## Task details
How many lines of the listing below contain the word "every"? Case counts; reply with the number only.

***

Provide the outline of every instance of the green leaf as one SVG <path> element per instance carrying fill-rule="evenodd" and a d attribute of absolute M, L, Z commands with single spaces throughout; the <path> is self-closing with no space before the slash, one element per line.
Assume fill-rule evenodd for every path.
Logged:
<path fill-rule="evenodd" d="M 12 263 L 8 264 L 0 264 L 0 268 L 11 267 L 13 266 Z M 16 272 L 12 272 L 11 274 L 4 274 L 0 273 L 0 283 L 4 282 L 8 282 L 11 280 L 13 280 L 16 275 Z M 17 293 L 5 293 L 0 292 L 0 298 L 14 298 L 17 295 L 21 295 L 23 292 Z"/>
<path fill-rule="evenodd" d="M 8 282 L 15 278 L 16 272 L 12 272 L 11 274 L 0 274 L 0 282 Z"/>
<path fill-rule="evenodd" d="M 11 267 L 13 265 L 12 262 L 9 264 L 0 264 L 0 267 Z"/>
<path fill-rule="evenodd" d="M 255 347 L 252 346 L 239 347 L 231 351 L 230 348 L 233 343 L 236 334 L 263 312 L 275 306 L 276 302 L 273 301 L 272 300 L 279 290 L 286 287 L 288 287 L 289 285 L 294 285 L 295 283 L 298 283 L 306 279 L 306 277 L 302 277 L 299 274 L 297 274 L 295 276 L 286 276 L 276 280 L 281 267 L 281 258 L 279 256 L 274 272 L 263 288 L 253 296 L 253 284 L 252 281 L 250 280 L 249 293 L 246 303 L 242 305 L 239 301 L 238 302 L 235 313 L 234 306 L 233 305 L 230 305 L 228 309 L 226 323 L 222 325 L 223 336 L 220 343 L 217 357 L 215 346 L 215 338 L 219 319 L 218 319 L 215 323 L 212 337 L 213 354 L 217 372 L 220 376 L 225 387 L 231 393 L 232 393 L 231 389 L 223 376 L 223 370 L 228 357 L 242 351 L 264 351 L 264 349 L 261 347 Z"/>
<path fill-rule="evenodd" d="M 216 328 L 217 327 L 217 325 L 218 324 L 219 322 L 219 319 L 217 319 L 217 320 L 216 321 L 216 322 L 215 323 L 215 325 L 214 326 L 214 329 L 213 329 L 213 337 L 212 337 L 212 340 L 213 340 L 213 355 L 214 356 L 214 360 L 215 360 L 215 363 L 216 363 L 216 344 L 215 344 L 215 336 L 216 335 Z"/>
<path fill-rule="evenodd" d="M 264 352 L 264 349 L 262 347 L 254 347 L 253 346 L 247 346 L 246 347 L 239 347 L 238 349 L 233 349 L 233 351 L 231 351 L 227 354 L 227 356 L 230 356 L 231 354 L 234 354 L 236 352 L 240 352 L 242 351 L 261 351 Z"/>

***

## Answer to the task
2